• Short task A
In the expense discussion, reproduce everything from "General and administrative" down to "did not close.", substituting "potential acquisitions" for "prospective acquisitions".

• Source document
General and administrative expenses decreased from approximately $6.8 million for the three months ended March 31, 2009 to approximately $6.0 million for the three months ended March 31, 2010, due to decreases in both foreign currency re-measurement expense and costs incurred in connection with prospective acquisitions that did not close.
Interest expense increased from approximately $21.8 million for the three months ended March 31, 2009 to approximately $22.5 million for the three months ended March 31, 2010, primarily due to interest expense on debt related to properties acquired in the second quarter of 2009, which was partially offset by maintaining a $0 outstanding balance on the Wachovia Bank, N.A./Wells Fargo Bank, N.A. line of credit throughout the first quarter of 2010. Future interest expense will depend largely upon the timing and availability of opportunities to acquire real estate assets consistent with our investment objectives, the level of additional proceeds that we are able to raise under our public offerings, our ability to secure financings or re-financings, and changes in market interest rates. We anticipate that future borrowings will be used primarily to fund anticipated future acquisitions of real estate.

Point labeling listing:
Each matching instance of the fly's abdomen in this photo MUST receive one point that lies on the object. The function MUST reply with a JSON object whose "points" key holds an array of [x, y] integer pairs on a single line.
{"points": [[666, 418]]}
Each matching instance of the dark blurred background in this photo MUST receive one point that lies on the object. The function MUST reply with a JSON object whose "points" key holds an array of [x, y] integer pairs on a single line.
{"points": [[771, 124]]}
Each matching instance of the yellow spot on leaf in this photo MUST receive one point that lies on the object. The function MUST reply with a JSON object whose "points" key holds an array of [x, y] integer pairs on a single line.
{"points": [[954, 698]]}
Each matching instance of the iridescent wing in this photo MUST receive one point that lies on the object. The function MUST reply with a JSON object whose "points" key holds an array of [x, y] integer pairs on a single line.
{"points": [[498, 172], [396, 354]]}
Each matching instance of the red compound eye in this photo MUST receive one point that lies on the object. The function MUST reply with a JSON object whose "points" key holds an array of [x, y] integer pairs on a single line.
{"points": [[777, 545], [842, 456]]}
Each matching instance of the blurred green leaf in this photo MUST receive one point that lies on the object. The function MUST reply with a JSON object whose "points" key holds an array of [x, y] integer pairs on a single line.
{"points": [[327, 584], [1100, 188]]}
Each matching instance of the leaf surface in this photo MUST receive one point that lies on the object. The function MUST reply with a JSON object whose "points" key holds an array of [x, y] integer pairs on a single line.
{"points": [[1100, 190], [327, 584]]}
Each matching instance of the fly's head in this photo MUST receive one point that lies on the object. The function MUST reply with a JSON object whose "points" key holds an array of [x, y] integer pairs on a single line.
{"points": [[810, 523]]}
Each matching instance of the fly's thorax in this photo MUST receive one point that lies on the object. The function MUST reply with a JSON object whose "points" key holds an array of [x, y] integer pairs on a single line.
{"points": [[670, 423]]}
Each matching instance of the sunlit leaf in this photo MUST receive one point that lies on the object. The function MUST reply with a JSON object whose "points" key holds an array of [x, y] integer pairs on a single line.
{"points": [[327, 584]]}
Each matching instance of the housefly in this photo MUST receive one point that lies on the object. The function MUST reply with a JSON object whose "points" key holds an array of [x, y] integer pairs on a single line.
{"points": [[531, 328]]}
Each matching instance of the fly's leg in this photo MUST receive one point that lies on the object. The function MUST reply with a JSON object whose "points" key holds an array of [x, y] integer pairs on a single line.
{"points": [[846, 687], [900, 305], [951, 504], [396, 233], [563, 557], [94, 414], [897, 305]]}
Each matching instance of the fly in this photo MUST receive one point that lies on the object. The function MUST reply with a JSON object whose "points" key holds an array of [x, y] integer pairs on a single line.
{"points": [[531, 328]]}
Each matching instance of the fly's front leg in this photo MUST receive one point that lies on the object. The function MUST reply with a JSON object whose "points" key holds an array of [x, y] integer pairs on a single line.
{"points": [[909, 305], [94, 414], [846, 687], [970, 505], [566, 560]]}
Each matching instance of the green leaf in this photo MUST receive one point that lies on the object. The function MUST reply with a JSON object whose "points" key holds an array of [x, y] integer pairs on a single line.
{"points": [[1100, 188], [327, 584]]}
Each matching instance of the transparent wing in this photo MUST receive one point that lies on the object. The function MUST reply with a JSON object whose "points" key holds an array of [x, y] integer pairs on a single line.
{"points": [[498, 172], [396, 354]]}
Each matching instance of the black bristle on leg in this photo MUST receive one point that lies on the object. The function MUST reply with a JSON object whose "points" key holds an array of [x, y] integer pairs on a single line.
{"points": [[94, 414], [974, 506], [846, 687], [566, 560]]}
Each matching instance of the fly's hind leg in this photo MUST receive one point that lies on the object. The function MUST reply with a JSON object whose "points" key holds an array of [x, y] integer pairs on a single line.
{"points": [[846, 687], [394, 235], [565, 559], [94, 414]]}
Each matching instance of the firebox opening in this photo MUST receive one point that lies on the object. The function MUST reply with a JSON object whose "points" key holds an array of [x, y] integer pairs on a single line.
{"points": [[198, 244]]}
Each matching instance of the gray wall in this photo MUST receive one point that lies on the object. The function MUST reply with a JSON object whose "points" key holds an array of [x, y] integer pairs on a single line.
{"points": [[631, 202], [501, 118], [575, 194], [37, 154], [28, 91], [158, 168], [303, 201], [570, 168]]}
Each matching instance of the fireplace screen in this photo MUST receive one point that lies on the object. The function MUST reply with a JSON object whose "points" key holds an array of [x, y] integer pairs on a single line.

• Short task B
Show each line of the listing that contains the string "opening", matching case exactly.

• Exercise output A
General and administrative expenses decreased from approximately $6.8 million for the three months ended March 31, 2009 to approximately $6.0 million for the three months ended March 31, 2010, due to decreases in both foreign currency re-measurement expense and costs incurred in connection with potential acquisitions that did not close.

• Exercise output B
Each matching instance of the firebox opening in this photo MUST receive one point that lies on the object. The function MUST reply with a JSON object whose "points" key holds an array of [x, y] integer pairs on a single line.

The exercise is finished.